Oren Pinhassi is an Israeli sculptor who lives and works in New York City. Pinhassi is known for an approach to sculpting which creates a liminality between monuments and mundane objects. He often incorporates household objects, such as toothbrushes or plastic furniture coverings, paired with large scale work made from stone, sand, and bronze. His 2021 exhibition with Helena Anrather was titled Lone and Level, a line from Percy Bysshe Shelley's poem Ozymandias.

Early life and education
Pinhassi was born in Tel Aviv in 1985. He received a B.Ed.F.A. from Hamidrasha School of Art, Beit-Berl College in 2011, and a MFA from Yale University of Art in 2014.

Career
Through his sculptural work, Pinhassi deals with queer spaces. Veronica Esposito describes this in The Guardian "as areas where things don’t sit exactly right, where individuals can become porous and vulnerable in ways that aren’t possible in heteronormative spaces." He also addresses notions of vulnerability and mourning as central themes in his work.

**REQUIRED TASK 1**
Answer these from the text on Oren Pinhassi:
(a) In what city and year was Pinhassi born?
(b) What was the title of his 2021 exhibition with Helena Anrather?
(c) In which publication does Veronica Esposito describe queer spaces?
**REQUIRED TASK 2**
Write the next part of the text on Oren Pinhassi, starting after its final sentence.

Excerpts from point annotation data
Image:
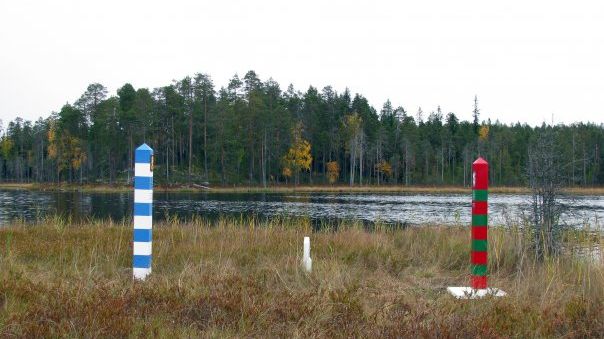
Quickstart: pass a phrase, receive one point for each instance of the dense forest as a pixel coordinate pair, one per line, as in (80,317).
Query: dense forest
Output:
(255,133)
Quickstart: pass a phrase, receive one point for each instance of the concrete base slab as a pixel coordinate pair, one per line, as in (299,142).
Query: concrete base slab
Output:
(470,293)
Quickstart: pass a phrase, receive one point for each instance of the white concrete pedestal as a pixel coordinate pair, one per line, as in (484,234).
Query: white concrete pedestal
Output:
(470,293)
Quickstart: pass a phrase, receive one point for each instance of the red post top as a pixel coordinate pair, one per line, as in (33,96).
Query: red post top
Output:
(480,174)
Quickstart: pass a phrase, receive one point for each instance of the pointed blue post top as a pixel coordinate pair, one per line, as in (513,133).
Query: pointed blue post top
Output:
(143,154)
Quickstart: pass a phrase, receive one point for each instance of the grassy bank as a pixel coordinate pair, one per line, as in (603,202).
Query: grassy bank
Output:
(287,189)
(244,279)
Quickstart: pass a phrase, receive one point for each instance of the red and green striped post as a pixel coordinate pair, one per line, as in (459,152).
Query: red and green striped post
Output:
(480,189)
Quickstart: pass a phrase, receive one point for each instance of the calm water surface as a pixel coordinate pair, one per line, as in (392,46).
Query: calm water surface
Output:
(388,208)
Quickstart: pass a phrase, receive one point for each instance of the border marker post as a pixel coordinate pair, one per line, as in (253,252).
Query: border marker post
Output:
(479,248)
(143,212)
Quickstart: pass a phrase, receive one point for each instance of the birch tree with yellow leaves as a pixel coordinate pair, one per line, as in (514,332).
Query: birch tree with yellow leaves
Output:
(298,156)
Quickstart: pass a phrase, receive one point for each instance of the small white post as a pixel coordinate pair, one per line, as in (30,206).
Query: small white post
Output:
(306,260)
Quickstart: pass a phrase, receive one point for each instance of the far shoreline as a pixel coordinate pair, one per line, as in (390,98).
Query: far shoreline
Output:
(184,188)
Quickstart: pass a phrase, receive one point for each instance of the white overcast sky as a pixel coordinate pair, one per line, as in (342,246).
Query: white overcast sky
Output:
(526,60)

==

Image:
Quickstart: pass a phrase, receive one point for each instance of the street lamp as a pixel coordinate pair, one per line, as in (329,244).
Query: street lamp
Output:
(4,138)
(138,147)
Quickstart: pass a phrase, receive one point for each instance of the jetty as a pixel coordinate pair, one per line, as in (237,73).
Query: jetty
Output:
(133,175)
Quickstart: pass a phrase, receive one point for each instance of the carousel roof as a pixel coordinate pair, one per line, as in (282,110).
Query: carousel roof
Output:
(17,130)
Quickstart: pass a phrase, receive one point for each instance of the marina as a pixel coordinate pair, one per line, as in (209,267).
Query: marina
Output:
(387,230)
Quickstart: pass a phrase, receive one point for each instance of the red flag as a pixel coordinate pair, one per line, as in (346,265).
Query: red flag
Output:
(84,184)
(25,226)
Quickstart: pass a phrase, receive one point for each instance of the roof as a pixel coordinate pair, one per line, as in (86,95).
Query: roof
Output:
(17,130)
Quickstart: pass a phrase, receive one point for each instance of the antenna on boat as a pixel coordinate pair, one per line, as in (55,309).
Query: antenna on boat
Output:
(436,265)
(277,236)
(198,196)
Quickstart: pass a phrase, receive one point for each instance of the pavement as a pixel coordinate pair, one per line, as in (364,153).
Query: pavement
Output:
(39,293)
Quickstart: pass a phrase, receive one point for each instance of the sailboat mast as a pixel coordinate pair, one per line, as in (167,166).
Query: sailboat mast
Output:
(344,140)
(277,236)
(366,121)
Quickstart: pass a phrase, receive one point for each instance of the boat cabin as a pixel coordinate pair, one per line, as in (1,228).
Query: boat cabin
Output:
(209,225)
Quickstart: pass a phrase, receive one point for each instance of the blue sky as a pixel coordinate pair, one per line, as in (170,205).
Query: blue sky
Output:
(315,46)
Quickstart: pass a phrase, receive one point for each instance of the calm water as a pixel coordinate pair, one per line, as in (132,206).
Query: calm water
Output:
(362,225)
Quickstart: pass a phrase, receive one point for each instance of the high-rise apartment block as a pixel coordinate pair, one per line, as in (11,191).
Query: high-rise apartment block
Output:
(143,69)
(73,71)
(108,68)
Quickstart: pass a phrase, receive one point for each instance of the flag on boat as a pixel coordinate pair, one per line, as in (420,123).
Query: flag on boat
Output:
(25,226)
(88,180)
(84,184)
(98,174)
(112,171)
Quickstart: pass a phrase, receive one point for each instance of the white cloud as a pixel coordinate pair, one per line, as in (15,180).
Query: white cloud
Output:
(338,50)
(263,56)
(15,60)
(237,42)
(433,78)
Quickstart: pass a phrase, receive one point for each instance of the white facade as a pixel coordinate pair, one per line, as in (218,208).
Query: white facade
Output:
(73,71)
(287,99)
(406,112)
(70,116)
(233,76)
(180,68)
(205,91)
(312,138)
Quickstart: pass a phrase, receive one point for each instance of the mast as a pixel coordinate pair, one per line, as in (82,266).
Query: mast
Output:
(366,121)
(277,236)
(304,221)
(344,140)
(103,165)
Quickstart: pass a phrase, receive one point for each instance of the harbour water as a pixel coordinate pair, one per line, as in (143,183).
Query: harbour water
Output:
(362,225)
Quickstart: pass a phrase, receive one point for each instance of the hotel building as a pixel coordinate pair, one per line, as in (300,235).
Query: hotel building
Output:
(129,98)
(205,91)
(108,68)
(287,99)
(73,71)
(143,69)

**EXERCISE OUTPUT 1**
(a) Tel Aviv, 1985
(b) Lone and Level
(c) The Guardian

**EXERCISE OUTPUT 2**
Selected Group and solo Exhibitions 
In 2018, Pinhassi had an exhibition at Skibum MacArthur in Los Angeles. In 2019 Pinhassi was selected alongside Felipe Baeza, Julia Bland and Arghavan Khosravi in an exhibition curated by Doron Langberg at Yossi Milo Gallery in New York City. In 2021 he had his exhibition Lone and Level at Helena Anrather in New York, Thirst Trap at Commonwealth and Council in Los Angeles. In 2018, 2021 and 2022 he exhibited in the UK with Edel Assanti Gallery in London.  The gallery went on to exhibit a solo presentation of Pinhassi's work at Art Basel Miami Beach 2022.

Awards and Residencies 
In 2019 Pinhassi received a Pollock Krasner Foundation Grant.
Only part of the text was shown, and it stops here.